THE PROBLEM = Without the pictures, write out all the lines below exactly as they appear.

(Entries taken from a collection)
---+---
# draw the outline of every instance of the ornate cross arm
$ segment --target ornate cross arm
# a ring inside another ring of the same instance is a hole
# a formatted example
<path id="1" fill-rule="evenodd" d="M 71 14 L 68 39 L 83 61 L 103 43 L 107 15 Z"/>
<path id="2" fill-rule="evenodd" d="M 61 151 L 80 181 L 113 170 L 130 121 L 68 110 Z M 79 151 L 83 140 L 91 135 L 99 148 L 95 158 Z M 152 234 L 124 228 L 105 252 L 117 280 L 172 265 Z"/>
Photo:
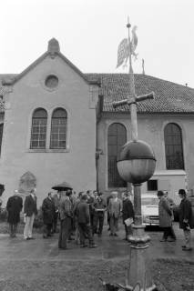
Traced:
<path id="1" fill-rule="evenodd" d="M 125 105 L 127 104 L 130 105 L 131 104 L 136 104 L 137 102 L 141 102 L 141 101 L 148 100 L 148 99 L 155 99 L 154 92 L 151 92 L 151 93 L 148 93 L 146 95 L 141 95 L 136 96 L 136 97 L 129 97 L 129 98 L 123 99 L 120 101 L 115 101 L 112 103 L 112 105 L 113 105 L 114 108 L 117 108 L 118 106 Z"/>

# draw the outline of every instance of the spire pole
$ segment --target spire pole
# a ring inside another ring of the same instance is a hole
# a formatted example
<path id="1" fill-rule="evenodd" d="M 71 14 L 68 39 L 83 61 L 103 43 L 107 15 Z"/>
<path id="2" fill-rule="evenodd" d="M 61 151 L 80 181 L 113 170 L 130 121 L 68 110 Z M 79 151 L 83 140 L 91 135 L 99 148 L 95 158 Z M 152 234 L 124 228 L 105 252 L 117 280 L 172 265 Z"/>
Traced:
<path id="1" fill-rule="evenodd" d="M 127 27 L 128 30 L 128 59 L 129 59 L 129 95 L 128 98 L 132 97 L 136 99 L 136 92 L 135 92 L 135 82 L 134 82 L 134 74 L 132 67 L 132 58 L 131 58 L 131 43 L 130 43 L 130 23 L 129 17 L 128 16 L 128 24 Z M 138 121 L 137 121 L 137 105 L 133 103 L 130 105 L 130 118 L 131 118 L 131 137 L 133 141 L 138 140 Z"/>

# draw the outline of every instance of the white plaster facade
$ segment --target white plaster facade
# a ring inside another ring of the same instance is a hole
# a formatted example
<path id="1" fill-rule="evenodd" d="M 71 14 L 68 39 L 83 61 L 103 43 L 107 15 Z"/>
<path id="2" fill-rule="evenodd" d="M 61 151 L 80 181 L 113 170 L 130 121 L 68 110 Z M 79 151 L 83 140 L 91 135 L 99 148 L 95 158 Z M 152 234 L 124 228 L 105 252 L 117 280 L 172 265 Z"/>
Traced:
<path id="1" fill-rule="evenodd" d="M 48 90 L 45 79 L 53 74 L 59 84 L 55 90 Z M 52 186 L 63 181 L 76 191 L 96 188 L 97 99 L 91 94 L 96 89 L 60 55 L 53 58 L 49 55 L 13 85 L 5 96 L 0 158 L 5 203 L 27 171 L 36 177 L 38 204 Z M 31 150 L 32 114 L 38 107 L 46 109 L 48 115 L 46 148 Z M 57 107 L 67 112 L 66 150 L 49 149 L 51 115 Z"/>

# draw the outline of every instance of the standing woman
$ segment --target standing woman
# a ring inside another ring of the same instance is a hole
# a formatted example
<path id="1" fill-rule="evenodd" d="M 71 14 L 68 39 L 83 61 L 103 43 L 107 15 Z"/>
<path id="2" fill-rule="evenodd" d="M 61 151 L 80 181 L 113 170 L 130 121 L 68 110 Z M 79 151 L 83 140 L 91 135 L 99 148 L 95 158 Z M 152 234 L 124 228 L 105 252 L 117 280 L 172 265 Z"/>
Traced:
<path id="1" fill-rule="evenodd" d="M 47 197 L 43 200 L 42 212 L 44 222 L 43 238 L 47 238 L 48 236 L 52 236 L 51 229 L 54 223 L 56 212 L 52 192 L 49 192 Z"/>
<path id="2" fill-rule="evenodd" d="M 159 227 L 164 230 L 163 237 L 160 242 L 174 242 L 175 239 L 171 238 L 171 226 L 172 226 L 172 211 L 170 206 L 165 198 L 163 191 L 158 191 L 158 215 L 159 215 Z M 168 237 L 169 238 L 168 239 Z"/>
<path id="3" fill-rule="evenodd" d="M 6 204 L 10 237 L 16 236 L 17 225 L 20 222 L 20 212 L 22 211 L 23 207 L 23 200 L 22 197 L 19 196 L 18 191 L 15 190 L 14 193 L 14 196 L 9 197 Z"/>
<path id="4" fill-rule="evenodd" d="M 179 228 L 183 229 L 185 236 L 185 246 L 182 246 L 182 250 L 190 251 L 192 249 L 190 245 L 190 229 L 194 228 L 192 222 L 192 206 L 191 202 L 187 198 L 184 189 L 179 189 L 179 195 L 181 199 L 179 205 Z"/>

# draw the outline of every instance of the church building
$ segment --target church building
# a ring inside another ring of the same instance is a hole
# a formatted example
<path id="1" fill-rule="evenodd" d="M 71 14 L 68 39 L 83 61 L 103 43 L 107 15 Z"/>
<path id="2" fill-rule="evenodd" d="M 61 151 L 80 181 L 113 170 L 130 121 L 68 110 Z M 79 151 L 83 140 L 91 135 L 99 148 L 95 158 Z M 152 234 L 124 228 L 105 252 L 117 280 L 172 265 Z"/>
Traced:
<path id="1" fill-rule="evenodd" d="M 155 153 L 154 176 L 142 193 L 194 188 L 194 89 L 135 75 L 138 138 Z M 84 74 L 60 52 L 57 40 L 18 75 L 0 75 L 0 183 L 4 201 L 36 188 L 38 204 L 64 181 L 75 191 L 122 192 L 117 157 L 131 139 L 128 74 Z"/>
---+---
REPLY =
# draw the outline of every instance of the ornate cross arm
$ segment --target ornate cross arm
# a ring inside another ring of the same instance is a hole
# a formatted example
<path id="1" fill-rule="evenodd" d="M 71 14 L 68 39 L 83 61 L 103 43 L 107 15 Z"/>
<path id="2" fill-rule="evenodd" d="M 61 151 L 80 181 L 113 170 L 130 121 L 68 110 Z M 79 151 L 83 140 L 91 135 L 99 148 L 95 158 Z M 152 234 L 124 228 L 105 252 L 117 280 L 172 265 Z"/>
Photo:
Traced:
<path id="1" fill-rule="evenodd" d="M 125 105 L 127 104 L 130 105 L 131 104 L 136 104 L 137 102 L 141 102 L 141 101 L 148 100 L 148 99 L 155 99 L 154 92 L 151 92 L 151 93 L 148 93 L 146 95 L 141 95 L 136 96 L 136 97 L 129 97 L 129 98 L 123 99 L 120 101 L 115 101 L 112 103 L 112 105 L 113 105 L 114 108 L 117 108 L 118 106 Z"/>

# draw the outline of every instance of the spire pole
$ segment --target spire pole
# a ring inside another ring of the same instance is a hole
# a formatted example
<path id="1" fill-rule="evenodd" d="M 71 14 L 68 39 L 83 61 L 103 43 L 107 15 Z"/>
<path id="2" fill-rule="evenodd" d="M 61 151 L 80 181 L 113 170 L 130 121 L 68 110 Z M 79 151 L 83 140 L 91 135 L 99 148 L 95 158 Z M 152 234 L 124 228 L 105 252 L 117 280 L 172 265 Z"/>
Traced:
<path id="1" fill-rule="evenodd" d="M 127 27 L 128 30 L 128 59 L 129 59 L 129 95 L 128 98 L 132 97 L 136 99 L 136 92 L 135 92 L 135 82 L 134 82 L 134 74 L 132 67 L 132 58 L 131 58 L 131 43 L 130 43 L 130 23 L 129 17 L 128 16 L 128 24 Z M 138 121 L 137 121 L 137 105 L 133 103 L 130 105 L 130 118 L 131 118 L 131 137 L 133 141 L 138 140 Z"/>

# draw the outline of every instance of the white plaster facade
$ segment --target white plaster facade
# a ring inside another ring of the same instance is a hole
# a formatted example
<path id="1" fill-rule="evenodd" d="M 71 14 L 68 39 L 83 61 L 103 43 L 107 15 Z"/>
<path id="2" fill-rule="evenodd" d="M 61 151 L 80 181 L 113 170 L 130 121 L 68 110 Z M 79 151 L 83 140 L 91 135 L 99 148 L 95 158 Z M 152 234 L 124 228 L 105 252 L 117 280 L 172 265 Z"/>
Traced:
<path id="1" fill-rule="evenodd" d="M 48 90 L 45 79 L 53 74 L 59 84 L 55 90 Z M 52 186 L 63 181 L 76 191 L 96 188 L 97 99 L 91 94 L 96 89 L 60 55 L 53 58 L 49 55 L 13 85 L 5 96 L 0 158 L 5 203 L 27 171 L 36 177 L 38 204 Z M 31 150 L 32 114 L 38 107 L 46 109 L 48 115 L 46 148 Z M 57 107 L 67 112 L 66 150 L 49 149 L 51 115 Z"/>

# draw the outline of every instance of the standing woman
$ segment --target standing woman
# a ring inside another ring of the same instance is a hole
# a formatted example
<path id="1" fill-rule="evenodd" d="M 71 14 L 68 39 L 83 61 L 103 43 L 107 15 Z"/>
<path id="2" fill-rule="evenodd" d="M 61 151 L 80 181 L 113 170 L 130 121 L 68 110 Z M 79 151 L 83 140 L 91 135 L 99 148 L 95 158 Z M 152 234 L 124 228 L 105 252 L 117 280 L 172 265 Z"/>
Traced:
<path id="1" fill-rule="evenodd" d="M 47 197 L 43 200 L 42 212 L 44 222 L 43 238 L 47 238 L 48 236 L 52 236 L 51 229 L 54 223 L 56 212 L 52 192 L 49 192 Z"/>
<path id="2" fill-rule="evenodd" d="M 159 227 L 164 230 L 163 237 L 160 242 L 174 242 L 175 239 L 171 238 L 171 226 L 172 226 L 172 211 L 170 206 L 165 198 L 163 191 L 158 191 L 158 215 L 159 215 Z M 168 237 L 169 238 L 168 239 Z"/>
<path id="3" fill-rule="evenodd" d="M 6 204 L 10 237 L 16 236 L 17 225 L 20 222 L 20 212 L 22 211 L 23 207 L 23 200 L 22 197 L 19 196 L 18 191 L 15 190 L 14 193 L 14 196 L 9 197 Z"/>
<path id="4" fill-rule="evenodd" d="M 179 228 L 183 229 L 185 236 L 185 246 L 182 246 L 182 250 L 190 251 L 192 249 L 190 245 L 190 229 L 194 228 L 192 222 L 192 206 L 191 202 L 187 198 L 184 189 L 179 189 L 179 195 L 181 199 L 179 205 Z"/>

# draw the outline of every instance of the church building
$ segment --target church building
# a ring inside another ring of the same instance is a hole
# a formatted example
<path id="1" fill-rule="evenodd" d="M 71 14 L 68 39 L 83 61 L 103 43 L 107 15 Z"/>
<path id="2" fill-rule="evenodd" d="M 61 151 L 80 181 L 113 170 L 130 121 L 68 110 Z M 79 151 L 83 140 L 91 135 L 99 148 L 95 158 Z M 152 234 L 124 228 L 105 252 L 117 280 L 172 265 Z"/>
Traced:
<path id="1" fill-rule="evenodd" d="M 155 153 L 154 176 L 142 193 L 194 188 L 194 89 L 135 75 L 138 138 Z M 84 74 L 60 52 L 57 40 L 18 75 L 0 75 L 0 183 L 4 201 L 36 188 L 38 204 L 64 181 L 75 191 L 122 192 L 117 157 L 131 139 L 128 74 Z"/>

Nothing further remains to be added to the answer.